On the other hand, and this might raise some eyebrows, folks maybe should take a peek at Gallery 2.2 . Yeah, its in php, and they don’t have enough unit tests, but it does a really nice job of solving the “bucket” problem – that is, easily publishing a repository of digital assets on the web. Their next version will handle audio and video files, and the software is popular enough that people have built desktop clients for iPhoto and Picassa. They have a good story for multi-site installations, upgrades, and even a web based mechanism for upgrading plugins. Just imagine mashing up this backend store with a social-networking tool like elgg. Maybe you could create complex and elaborate views of your data with widgets coming out of the simile project (exhibit and timeline, in particular). You might even be able to use a visual programming tool, like Yahoo’s pipes or IBM’s QEDWiki to assemble this application.

The real threat here isn’t Gallery. Its the loosely-joined, disconnected applications that are becoming connected through the component architecture of HTTP itself (plus a few decent patterns and standards). No one wants to be trapped in a silo, not even if its decked out with hardwood floors, leather furniture, and a marble mantle.

Plone can be a major provider in this hub of communications, maybe even sometimes at the center. But we do need to try to anticipate the future role of the CMS in the face of asymmetric competition.

As Laura Trippi once put it, Content Management Systems like Plone,
are turning content produces into coders, and vice versa. We’re
creating monsters, and they might soon be outgrowing the tools they
were weaned on.

• **Object outline annotations**
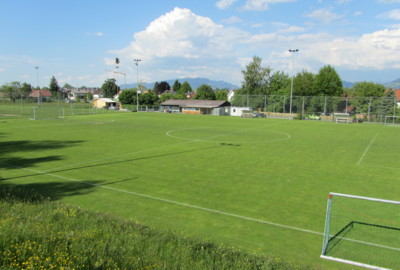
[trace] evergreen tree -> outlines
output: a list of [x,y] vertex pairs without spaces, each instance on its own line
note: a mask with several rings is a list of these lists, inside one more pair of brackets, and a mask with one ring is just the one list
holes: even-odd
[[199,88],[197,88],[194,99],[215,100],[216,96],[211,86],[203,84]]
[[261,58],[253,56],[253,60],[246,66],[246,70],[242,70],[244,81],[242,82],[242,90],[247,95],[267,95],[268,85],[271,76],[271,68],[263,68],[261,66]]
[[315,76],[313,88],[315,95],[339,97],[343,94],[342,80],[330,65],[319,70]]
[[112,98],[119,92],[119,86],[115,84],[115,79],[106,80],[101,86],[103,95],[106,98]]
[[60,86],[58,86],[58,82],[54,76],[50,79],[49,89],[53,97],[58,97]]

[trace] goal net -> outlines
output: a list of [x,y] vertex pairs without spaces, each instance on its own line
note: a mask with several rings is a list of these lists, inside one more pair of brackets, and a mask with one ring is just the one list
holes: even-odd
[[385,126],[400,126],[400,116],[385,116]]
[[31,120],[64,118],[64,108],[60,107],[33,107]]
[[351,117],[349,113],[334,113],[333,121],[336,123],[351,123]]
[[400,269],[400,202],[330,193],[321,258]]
---
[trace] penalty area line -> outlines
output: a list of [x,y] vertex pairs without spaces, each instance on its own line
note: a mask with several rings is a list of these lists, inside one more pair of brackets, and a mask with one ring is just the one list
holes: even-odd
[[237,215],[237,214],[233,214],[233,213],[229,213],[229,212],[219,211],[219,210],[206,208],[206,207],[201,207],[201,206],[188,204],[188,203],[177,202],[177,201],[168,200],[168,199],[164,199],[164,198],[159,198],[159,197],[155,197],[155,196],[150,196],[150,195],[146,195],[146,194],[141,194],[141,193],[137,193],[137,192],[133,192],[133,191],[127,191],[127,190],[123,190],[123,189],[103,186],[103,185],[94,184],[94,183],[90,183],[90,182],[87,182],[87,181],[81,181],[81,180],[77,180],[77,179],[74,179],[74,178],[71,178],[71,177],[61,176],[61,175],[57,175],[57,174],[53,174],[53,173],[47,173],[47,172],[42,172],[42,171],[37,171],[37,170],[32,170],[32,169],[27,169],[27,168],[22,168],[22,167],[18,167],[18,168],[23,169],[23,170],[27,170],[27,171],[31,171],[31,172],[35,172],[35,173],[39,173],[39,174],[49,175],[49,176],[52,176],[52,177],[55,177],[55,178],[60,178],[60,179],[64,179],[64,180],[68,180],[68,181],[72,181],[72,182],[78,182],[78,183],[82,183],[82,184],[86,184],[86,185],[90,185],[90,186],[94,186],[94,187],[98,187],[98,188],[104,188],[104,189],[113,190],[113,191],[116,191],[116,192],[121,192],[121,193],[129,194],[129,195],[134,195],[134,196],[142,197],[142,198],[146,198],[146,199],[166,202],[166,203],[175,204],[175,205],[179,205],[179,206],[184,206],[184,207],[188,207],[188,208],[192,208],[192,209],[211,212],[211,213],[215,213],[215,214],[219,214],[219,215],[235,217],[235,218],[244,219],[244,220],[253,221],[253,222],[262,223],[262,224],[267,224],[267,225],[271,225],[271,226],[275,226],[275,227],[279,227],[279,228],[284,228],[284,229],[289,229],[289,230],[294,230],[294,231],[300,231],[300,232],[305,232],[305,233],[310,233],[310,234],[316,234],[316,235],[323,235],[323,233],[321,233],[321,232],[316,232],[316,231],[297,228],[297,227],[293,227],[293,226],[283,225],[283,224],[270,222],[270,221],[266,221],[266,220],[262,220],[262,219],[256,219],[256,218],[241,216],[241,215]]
==
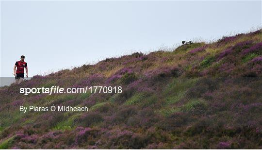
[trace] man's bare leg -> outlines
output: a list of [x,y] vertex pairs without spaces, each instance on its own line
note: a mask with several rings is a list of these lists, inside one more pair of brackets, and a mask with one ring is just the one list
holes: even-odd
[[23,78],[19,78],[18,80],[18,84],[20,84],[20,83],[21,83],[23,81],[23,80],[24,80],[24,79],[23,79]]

• **PROBLEMS TO WORK ON**
1 - In the passage on content management systems, which two widgets from the simile project are singled out?
2 - Reproduce the records verbatim between the lines holding "[trace] evergreen tree -> outlines" and "[[400,269],[400,202],[330,193],[321,258]]", inclusive.

• **TASK RESULTS**
1 - Exhibit and timeline.

2 -
[trace] evergreen tree -> outlines
output: a list of [x,y] vertex pairs without spaces, each instance on its own line
note: a mask with several rings is a list of these lists, inside one more pair of brackets, and a mask with one ring is just the one list
holes: even-odd
[[199,88],[197,88],[194,99],[215,100],[216,96],[211,86],[203,84]]
[[261,58],[253,56],[253,60],[246,66],[246,70],[242,70],[244,81],[242,82],[242,90],[247,95],[267,95],[268,85],[271,76],[271,68],[263,68],[261,66]]
[[315,76],[313,88],[315,95],[339,97],[343,94],[342,80],[330,65],[319,70]]
[[112,98],[119,92],[119,86],[115,84],[115,79],[106,80],[101,86],[103,95],[106,98]]
[[60,86],[58,86],[58,82],[54,76],[50,79],[49,89],[53,97],[58,97]]

[trace] goal net -> outlines
output: a list of [x,y] vertex pairs without spaces, each instance on its own line
note: a mask with several rings is a list of these lists, inside one more pair of brackets, and a mask with one ring is just the one list
holes: even-odd
[[385,126],[400,126],[400,116],[385,116]]
[[31,120],[64,118],[64,108],[60,107],[33,107]]
[[351,117],[349,113],[334,113],[333,121],[336,123],[351,123]]
[[400,269],[400,202],[330,193],[321,258]]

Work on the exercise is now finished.